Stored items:
=== Begin Enclosure ===
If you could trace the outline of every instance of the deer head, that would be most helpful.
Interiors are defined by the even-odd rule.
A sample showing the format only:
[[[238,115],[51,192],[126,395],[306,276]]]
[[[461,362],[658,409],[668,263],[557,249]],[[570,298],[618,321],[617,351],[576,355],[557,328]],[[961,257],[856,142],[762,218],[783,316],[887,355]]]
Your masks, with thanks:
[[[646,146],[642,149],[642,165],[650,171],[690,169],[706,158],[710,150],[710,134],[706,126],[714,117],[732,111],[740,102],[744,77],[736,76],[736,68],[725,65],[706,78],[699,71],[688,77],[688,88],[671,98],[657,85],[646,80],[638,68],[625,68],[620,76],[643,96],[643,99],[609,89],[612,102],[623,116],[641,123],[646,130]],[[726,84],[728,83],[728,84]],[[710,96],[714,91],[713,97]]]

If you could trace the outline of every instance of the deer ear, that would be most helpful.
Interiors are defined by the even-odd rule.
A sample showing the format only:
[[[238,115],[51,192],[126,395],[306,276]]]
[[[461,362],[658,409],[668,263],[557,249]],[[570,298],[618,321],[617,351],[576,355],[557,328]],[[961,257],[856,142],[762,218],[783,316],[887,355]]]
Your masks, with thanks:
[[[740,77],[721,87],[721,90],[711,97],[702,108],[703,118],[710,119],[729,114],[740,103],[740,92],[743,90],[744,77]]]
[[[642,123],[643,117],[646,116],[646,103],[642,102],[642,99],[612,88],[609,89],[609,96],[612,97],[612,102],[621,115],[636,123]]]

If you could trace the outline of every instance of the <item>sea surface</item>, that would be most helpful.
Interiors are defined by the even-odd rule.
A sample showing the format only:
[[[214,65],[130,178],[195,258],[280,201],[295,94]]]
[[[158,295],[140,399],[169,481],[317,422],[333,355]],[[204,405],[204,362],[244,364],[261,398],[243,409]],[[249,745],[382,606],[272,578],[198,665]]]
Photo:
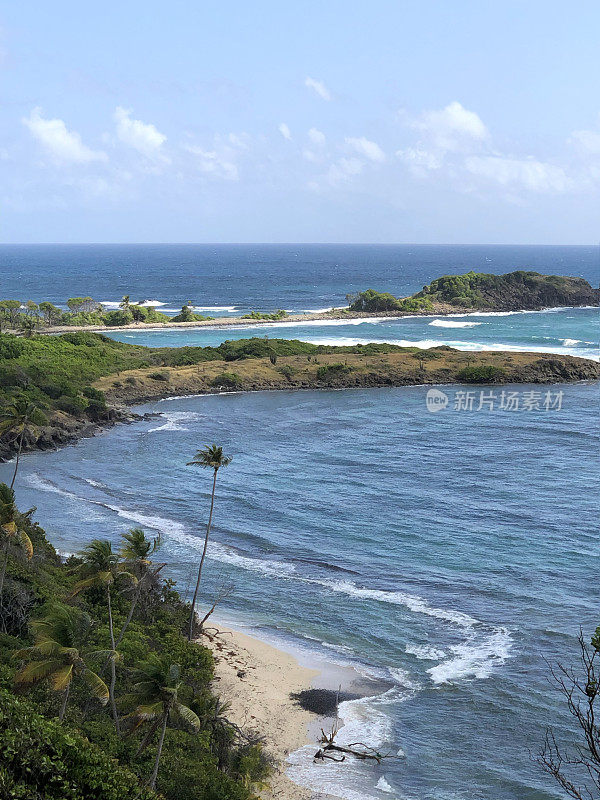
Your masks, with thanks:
=== End Enclosure ===
▸ YOUR TASK
Transcribe every record above in full. Pictures stay out of the copy.

▸ ANSWER TO THIS TASK
If you could trace the outline of every instance of the deer head, that would be most helpful.
Interiors are defined by the even-odd rule.
A sample showing the format only:
[[[238,115],[51,192],[126,395],[306,276]]]
[[[461,362],[658,409],[668,263],[557,249]],[[570,298],[618,321],[617,351],[576,355],[557,328]],[[961,257],[856,142],[762,218],[783,316],[887,355]]]
Your masks, with thanks:
[[[646,146],[642,149],[642,165],[650,171],[690,169],[706,158],[710,150],[710,134],[706,126],[714,117],[732,111],[740,102],[744,77],[736,76],[736,68],[725,65],[706,78],[699,71],[688,77],[688,88],[671,98],[657,85],[646,80],[638,68],[625,68],[620,76],[643,96],[643,99],[609,89],[612,102],[623,116],[641,123],[646,130]],[[726,84],[728,83],[728,84]],[[710,96],[714,91],[713,97]]]

If you could trace the outline of every instance of the deer ear, that would be most helpful.
Interiors are defined by the even-odd rule.
A sample showing the format only:
[[[238,115],[51,192],[126,395],[306,276]]]
[[[461,362],[658,409],[668,263],[557,249]],[[570,298],[618,321],[617,351],[576,355],[557,328]],[[961,257],[856,142],[762,218],[783,316],[887,355]]]
Your masks, with thanks:
[[[740,77],[721,87],[721,90],[711,97],[702,108],[703,118],[710,119],[729,114],[740,103],[740,92],[743,90],[744,77]]]
[[[642,123],[643,117],[646,116],[646,103],[642,102],[642,99],[612,88],[609,89],[609,96],[612,97],[612,102],[621,115],[636,123]]]

If you could trace the outline of every instance of the <item>sea surface</item>, that would be most helpful.
Interiors are defined by the even-odd rule.
A sample showing the format only:
[[[214,65],[130,178],[195,258],[280,201],[295,94]]]
[[[158,295],[140,399],[169,481],[317,422],[333,355]],[[204,405],[204,362],[244,364],[261,398],[243,409]],[[249,745],[382,606],[272,578],[198,665]]]
Photo:
Your masks, with thanks:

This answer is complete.